#### EXTRAIT DU DOCUMENT
################
Comme le remarque René Prêtre, ce cœur artificiel représente le retour d’une approche que les médecins avaient pratiquement abandonnée. «Dans les années 90, on a choisi d’assister le cœur malade plutôt que de le remplacer», explique-t-il. En fait, lorsqu’une personne souffre d’insuffisance cardiaque, c’est souvent que son ventricule gauche n’arrive pas à envoyer assez de sang dans le système (lire encadré). Les spécialistes implantent pour l’aider un appareil qui ressemble à une pompe mécanique appelé «dispositif d’assistance ventriculaire gauche» (DAVG).

L’avantage par rapport au cœur artificiel complet? «Si le système tombe en panne, le cœur, même malade, peut assurer le minimum vital le temps d’intervenir», répond René Prêtre. C’est pour cette raison que l’idée de remplacer complètement le cœur avait été un peu mise de côté ces dernières années. L’extrême sophistication de la prothèse laisse en effet perplexe. «C’est un très bel appareil, explique le Dr Piergiorgio Tozzi, chirurgien cardiaque au CHUV, mais c’est comme pour tout: plus il y a d’électronique embarqué, plus le risque de défaillance est grand!» Or si une panne survient, il faut pouvoir réagir en quelques minutes seulement, contrainte qui avait longtemps tenu en échec de nombreux essais de prothèse par le passé.

Qu'est-ce que l'insuffisance cardiaque?

Le cœur fonctionne comme une pompe. A chaque battement, le ventricule droit se remplit de sang veineux pauvre en oxygène, et le ventricule gauche envoie dans la circulation générale, via l’aorte, du sang oxygéné par les poumons, qui va ensuite alimenter tous les organes.

On parle d’insuffisance cardiaque chronique quand le cœur est incapable d’effectuer ce travail efficacement. Le plus souvent c’est le ventricule gauche qui est défaillant. Le volume de sang éjecté à chaque battement est alors trop faible pour permettre un fonctionnement normal de l’organisme. Les patients ressentent un essoufflement important, et le moindre déplacement devient très difficile. Cette maladie est évolutive et à son stade terminal la greffe cardiaque est la seule option de traitement.

Essai sur quatre patients

Alors pourquoi relancer le projet? «Les matériels d’assistance ventriculaire qui sont actuellement implantés sont destinés aux patients dont seul le ventricule gauche n’est plus fonctionnel, rappelle Piet Jansen. Pour ceux dont les deux ventricules sont atteints, à part la greffe, il n’y a rien.» Une promesse qui demande encore à être confirmée par des tests concrets, comme le martèle le Dr Tozzi: «Rien ne remplace l’expérience de terrain. Alors attendons la première implantation et nous pourrons reparler du cœur Carmat.»
################
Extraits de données
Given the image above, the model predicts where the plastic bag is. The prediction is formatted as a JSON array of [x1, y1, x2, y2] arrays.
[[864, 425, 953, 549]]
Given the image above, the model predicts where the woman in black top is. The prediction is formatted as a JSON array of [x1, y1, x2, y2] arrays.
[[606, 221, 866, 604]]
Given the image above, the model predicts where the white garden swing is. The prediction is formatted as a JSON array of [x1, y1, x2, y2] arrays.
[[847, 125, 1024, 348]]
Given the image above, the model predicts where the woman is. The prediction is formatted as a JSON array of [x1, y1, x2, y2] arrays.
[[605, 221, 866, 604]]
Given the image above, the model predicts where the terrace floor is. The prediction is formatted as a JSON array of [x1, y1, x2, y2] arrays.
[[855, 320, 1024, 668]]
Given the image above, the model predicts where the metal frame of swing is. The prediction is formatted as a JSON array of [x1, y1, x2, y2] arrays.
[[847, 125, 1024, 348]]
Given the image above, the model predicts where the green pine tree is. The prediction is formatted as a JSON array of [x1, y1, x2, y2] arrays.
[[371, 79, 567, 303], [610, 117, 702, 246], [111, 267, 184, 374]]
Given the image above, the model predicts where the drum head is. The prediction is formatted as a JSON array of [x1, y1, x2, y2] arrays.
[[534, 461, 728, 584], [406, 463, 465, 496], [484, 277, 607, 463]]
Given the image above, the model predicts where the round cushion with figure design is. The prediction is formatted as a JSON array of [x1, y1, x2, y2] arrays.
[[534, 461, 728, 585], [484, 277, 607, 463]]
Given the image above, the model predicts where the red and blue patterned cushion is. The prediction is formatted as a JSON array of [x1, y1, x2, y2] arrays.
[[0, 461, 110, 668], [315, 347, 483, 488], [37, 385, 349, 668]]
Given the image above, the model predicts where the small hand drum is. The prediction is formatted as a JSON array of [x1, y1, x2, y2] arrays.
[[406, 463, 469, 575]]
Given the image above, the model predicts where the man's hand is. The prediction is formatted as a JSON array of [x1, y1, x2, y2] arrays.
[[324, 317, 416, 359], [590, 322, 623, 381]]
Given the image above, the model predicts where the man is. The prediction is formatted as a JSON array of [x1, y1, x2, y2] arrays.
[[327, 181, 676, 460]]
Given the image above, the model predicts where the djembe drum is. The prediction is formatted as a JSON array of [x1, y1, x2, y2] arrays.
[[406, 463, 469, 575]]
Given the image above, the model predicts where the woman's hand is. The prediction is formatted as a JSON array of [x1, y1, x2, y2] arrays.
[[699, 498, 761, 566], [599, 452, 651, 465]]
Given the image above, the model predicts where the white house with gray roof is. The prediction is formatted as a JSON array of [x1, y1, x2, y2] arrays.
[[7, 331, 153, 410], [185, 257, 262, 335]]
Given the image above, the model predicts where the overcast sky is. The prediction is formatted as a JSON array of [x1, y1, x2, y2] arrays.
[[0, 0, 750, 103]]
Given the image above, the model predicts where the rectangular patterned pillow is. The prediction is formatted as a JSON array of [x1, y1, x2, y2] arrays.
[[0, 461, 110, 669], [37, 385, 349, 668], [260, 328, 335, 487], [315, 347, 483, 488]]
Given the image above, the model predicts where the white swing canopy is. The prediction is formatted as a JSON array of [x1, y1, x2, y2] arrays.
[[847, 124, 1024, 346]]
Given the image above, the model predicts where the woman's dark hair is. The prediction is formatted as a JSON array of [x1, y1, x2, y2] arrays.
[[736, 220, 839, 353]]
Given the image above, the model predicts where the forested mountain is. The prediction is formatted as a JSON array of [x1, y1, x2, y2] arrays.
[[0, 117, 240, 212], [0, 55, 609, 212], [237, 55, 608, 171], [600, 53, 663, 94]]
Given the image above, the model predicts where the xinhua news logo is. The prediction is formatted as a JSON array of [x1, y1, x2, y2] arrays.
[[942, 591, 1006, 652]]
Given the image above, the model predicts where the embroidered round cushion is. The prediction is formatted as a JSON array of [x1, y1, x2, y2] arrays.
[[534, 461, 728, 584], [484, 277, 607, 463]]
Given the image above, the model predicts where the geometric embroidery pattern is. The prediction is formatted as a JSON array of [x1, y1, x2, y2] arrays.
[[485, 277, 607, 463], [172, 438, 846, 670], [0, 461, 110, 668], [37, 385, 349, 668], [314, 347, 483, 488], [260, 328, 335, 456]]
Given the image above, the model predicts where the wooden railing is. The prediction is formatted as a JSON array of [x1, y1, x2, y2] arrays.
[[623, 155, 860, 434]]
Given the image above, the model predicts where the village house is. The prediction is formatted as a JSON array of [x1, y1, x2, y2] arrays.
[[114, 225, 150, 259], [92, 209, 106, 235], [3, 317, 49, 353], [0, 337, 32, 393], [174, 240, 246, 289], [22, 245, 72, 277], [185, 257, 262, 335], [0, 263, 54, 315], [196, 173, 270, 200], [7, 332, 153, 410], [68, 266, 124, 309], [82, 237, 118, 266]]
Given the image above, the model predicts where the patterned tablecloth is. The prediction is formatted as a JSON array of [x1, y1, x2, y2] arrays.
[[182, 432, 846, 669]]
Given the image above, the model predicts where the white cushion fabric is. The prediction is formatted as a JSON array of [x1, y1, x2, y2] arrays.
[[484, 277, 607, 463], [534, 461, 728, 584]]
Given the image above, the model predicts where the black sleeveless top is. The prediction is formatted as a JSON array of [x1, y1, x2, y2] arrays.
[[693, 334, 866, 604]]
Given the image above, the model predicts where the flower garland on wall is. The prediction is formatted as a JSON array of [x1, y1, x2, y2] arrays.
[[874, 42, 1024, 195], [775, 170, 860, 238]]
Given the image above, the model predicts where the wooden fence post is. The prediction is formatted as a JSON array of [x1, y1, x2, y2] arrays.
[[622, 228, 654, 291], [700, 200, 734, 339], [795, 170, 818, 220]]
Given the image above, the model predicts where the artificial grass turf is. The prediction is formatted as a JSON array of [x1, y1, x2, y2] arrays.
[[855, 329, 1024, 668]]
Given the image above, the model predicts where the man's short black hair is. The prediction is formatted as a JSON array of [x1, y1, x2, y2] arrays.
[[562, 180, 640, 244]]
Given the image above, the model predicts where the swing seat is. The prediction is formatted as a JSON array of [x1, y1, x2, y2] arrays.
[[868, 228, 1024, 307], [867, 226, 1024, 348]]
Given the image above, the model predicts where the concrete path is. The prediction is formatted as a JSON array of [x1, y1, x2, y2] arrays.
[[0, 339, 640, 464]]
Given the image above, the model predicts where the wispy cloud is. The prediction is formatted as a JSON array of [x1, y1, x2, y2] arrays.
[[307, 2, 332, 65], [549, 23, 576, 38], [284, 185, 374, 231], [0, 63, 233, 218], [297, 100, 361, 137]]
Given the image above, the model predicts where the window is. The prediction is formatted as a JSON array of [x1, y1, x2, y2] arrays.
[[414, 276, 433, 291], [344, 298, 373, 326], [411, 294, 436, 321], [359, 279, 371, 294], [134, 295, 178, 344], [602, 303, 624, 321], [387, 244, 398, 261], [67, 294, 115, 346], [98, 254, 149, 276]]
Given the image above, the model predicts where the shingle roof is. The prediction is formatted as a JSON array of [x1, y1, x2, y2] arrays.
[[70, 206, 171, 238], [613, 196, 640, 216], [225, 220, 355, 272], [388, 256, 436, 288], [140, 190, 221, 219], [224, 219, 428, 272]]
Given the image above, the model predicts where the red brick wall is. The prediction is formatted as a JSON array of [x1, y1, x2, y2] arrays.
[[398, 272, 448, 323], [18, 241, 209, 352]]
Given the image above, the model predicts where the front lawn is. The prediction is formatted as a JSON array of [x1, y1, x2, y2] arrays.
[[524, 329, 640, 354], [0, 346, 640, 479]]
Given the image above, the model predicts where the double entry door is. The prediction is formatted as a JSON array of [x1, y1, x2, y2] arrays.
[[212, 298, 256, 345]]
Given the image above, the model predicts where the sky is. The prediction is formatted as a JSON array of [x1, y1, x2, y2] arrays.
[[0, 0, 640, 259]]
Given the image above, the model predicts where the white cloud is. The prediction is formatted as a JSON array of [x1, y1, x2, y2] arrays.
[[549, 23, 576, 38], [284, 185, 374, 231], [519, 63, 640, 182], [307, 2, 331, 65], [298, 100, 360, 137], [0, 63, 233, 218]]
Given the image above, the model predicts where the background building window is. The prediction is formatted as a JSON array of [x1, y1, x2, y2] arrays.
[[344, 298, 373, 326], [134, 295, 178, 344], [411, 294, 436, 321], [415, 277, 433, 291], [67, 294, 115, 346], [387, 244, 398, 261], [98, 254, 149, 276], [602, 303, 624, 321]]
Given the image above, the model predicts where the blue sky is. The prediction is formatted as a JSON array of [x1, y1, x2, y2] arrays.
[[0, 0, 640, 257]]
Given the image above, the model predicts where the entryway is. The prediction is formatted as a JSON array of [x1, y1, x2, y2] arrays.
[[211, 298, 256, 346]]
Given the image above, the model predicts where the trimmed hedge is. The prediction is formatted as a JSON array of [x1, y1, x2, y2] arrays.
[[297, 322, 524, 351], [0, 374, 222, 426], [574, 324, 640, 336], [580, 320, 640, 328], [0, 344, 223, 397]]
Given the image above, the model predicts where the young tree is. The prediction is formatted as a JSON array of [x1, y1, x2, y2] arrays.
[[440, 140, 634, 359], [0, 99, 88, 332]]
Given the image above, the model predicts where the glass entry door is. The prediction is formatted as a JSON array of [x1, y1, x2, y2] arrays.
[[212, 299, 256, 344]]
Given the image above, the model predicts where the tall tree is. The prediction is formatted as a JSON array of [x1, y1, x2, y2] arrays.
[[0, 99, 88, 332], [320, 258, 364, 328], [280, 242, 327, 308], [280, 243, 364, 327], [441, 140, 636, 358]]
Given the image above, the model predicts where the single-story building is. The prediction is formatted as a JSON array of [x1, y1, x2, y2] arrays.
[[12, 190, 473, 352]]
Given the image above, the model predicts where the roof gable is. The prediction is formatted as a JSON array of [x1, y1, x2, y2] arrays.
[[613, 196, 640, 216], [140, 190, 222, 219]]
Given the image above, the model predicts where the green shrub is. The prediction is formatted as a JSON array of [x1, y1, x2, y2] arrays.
################
#### CONSIGNE A
Répondez aux questions suivantes d'après le texte sur le cœur artificiel.
(i) Selon René Prêtre, qu'a-t-on choisi de faire face au cœur malade dans les années 90 ?
(ii) Quelle fonction le Dr Piergiorgio Tozzi occupe-t-il ?
(iii) À quel stade de la maladie la greffe cardiaque est-elle la seule option de traitement ?
#### CONSIGNE B
Prolongez le texte sur le cœur artificiel en reprenant juste après sa dernière phrase.
Les données reproduites n'ont aucun lien avec le texte sur le cœur artificiel.

#### RÉPONSE ATTENDUE A
(i) On a choisi d'assister le cœur malade plutôt que de le remplacer.
(ii) Il est chirurgien cardiaque au CHUV.
(iii) Au stade terminal de l'insuffisance cardiaque chronique.

#### RÉPONSE ATTENDUE B
Celle-ci pourrait se produire dans les prochains mois. L’autorisation délivrée fin septembre par les autorités de santé françaises permet à Carmat de procéder à un essai clinique sur quatre patients. S’il reste encore à les sélectionner, ces patients seront probablement des hommes. En effet les dimensions du cœur Carmat ne sont, pour l’instant, compatibles qu’avec celles de la cage thoracique de 86% des hommes et seulement de 15% des femmes.

Toujours trop peu de dons

En 2012, sur les 35 transplantations cardiaques réalisées en Suisse, 12 l’ont été au Centre hospitalier universitaire vaudois (CHUV). Le chiffre de transplantations est stable depuis trois ans dans le pays, alors que le nombre de patients sur liste d’attente est passé de 76 en 2010 à 102 en 2012. Le délai entre l’inscription sur cette liste et la transplantation s’est allongé pour atteindre aujourd’hui dix-huit mois en moyenne. Or ce délai pèse lourd sur la réussite de la greffe. «Les patients se dégradent et sont transplantés dans un moins bon état de santé général, explique le Dr Piergiorgio Tozzi, chirurgien cardiaque au CHUV.

Ils mettent plus de temps à récupérer.» Doubler le nombre de dons faits aujourd’hui en Suisse romande permettrait de diminuer largement ce temps d’attente. «On ne parle pas de milliers de cœurs, mais d’une quarantaine par an environ», ajoute Piergiorgio Tozzi. Le cœur ne peut être prélevé que chez des patients dits «en mort cérébrale», qui sont donc maintenus artificiellement en vie. «Ces patients respirent, semblent simplement endormis, ce qui rend encore plus difficile la décision par les proches d’autoriser le prélèvement.» Une occasion de rappeler à chacun l’importance de se prononcer de son vivant sur sa volonté de faire don, ou non, de ses organes.